*SELECTED TEXT:*
==========
US Capital Energy was granted permission to drill in the Sarstoon Temash National Park
US Capital Energy Inc. was recently granted permission to engage in oil drilling activities in one of Belize's national parks, the Sarstoon Temash.For the time being, only exploratory drilling will be carried out, yet environmentalists are concerned that things will soon take a turn for the worse.
Apparently, US Capital Energy intends to drill in as many as five different locations found within this national park's territory and in its proximity.
One can only assume that, when hearing the news concerning these plans to expand the oil industry into Belize's national parks, several environmentalists will shake their heads in disapproval.
Still, the Belizean government (i.e. the one that gave the green light to US Capital Energy's plans to drill in the Sarstoon Temash National Park) believes that the company's environment statement is more than satisfactory, Mongabay reports.
More precisely, the Belizean government is convinced that, as future reports will show, US Capital Energy will sooner or later know exactly what to do with the drilling mud resulting from its activities, and that the specialists working with this company will, at one point, have sufficient knowledge and training to be able to tackle any accidental spill that might occur.
On the other hand, the same source informs us that several green-oriented and non-governmental organizations have stated on several occasions that drilling for oil in this part of the Belize can translate into groundwater sources being contaminated.
Moreover, scientists working with the Environmental Law Alliance Worldwide have drawn attention to the fact that, besides impacting on the locations where the drilling activities are to be carried out, this project will also lead to numerous access roads being made to cross the Sarstoon Temash National Park.
As this group puts it, “Such fragmentation is the principal cause of the loss of ‘area-sensitive’ species, and is considered the most serious threat to biological diversity.”
Hopefully, more information on this topic will soon be made available to the general public.
==========
*DATASET EXCERPTS:*
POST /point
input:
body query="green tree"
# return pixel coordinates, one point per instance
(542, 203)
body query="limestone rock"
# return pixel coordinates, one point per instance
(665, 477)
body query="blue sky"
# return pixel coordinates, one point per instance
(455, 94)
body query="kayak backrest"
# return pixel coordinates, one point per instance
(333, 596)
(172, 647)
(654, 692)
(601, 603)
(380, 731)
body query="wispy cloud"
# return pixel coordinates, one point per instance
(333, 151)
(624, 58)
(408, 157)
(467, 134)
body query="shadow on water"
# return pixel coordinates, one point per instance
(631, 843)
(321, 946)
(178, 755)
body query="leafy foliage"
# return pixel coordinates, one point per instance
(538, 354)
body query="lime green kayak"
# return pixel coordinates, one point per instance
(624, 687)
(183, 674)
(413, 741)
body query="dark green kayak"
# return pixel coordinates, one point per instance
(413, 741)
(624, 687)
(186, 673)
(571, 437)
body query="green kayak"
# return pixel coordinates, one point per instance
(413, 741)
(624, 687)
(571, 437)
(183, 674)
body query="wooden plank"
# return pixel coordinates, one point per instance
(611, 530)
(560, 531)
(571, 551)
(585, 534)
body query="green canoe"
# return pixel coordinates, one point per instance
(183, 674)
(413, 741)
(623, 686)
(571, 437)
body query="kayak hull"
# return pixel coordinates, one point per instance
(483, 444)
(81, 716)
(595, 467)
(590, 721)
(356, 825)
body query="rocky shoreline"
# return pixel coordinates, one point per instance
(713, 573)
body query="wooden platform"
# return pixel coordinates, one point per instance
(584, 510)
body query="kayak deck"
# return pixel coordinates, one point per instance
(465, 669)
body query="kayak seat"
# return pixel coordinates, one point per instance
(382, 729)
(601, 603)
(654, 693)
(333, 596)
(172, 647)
==========
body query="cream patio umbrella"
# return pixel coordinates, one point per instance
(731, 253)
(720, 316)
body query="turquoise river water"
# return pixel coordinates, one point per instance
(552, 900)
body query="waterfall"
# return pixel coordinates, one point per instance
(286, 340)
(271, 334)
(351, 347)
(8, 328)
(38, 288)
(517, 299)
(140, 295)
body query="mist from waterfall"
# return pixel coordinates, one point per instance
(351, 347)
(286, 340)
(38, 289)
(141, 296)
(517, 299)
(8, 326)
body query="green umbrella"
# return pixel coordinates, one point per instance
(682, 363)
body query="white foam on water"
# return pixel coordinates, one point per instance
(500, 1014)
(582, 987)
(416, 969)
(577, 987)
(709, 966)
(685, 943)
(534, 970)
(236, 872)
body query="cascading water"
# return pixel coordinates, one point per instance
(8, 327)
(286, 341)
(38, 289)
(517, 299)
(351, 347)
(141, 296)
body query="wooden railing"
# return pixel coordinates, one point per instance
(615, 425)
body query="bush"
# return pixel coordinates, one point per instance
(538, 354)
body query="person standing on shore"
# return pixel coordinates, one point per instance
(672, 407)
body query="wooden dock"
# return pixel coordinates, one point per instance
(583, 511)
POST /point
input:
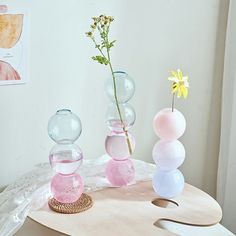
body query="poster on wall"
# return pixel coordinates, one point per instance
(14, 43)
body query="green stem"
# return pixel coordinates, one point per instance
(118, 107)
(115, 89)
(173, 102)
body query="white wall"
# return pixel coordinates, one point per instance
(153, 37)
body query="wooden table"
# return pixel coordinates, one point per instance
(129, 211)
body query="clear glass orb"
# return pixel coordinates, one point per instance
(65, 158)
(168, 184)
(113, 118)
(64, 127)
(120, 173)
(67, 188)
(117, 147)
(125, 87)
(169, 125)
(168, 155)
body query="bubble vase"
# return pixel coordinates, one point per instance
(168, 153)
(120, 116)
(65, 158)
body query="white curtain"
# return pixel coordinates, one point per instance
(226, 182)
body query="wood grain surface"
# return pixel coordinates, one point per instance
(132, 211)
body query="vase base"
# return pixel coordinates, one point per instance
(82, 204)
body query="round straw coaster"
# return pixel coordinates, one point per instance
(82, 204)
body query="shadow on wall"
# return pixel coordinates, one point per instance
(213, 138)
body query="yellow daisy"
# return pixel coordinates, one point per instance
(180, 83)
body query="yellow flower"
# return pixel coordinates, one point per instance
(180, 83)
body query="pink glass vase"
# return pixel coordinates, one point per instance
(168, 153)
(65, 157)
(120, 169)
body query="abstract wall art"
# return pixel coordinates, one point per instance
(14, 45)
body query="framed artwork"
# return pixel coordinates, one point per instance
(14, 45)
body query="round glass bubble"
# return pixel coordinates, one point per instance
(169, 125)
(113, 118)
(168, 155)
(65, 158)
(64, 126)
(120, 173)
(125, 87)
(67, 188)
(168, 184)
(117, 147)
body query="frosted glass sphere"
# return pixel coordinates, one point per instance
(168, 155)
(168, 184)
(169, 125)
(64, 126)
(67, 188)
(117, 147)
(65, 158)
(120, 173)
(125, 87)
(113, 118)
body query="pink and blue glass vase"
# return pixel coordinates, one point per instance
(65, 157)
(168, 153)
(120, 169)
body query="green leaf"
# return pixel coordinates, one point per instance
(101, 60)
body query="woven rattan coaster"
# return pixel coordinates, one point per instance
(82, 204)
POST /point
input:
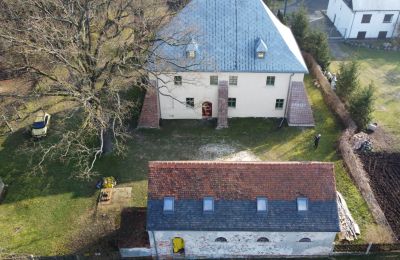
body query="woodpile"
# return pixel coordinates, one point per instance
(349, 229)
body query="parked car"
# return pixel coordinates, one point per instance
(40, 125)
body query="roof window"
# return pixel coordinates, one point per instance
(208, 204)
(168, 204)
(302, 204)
==========
*TASK TO CARRY OUT:* According to the article about drilling in the Sarstoon Temash National Park, in how many locations does US Capital Energy intend to drill?

*OUTPUT:* As many as five locations, within the park's territory and in its proximity.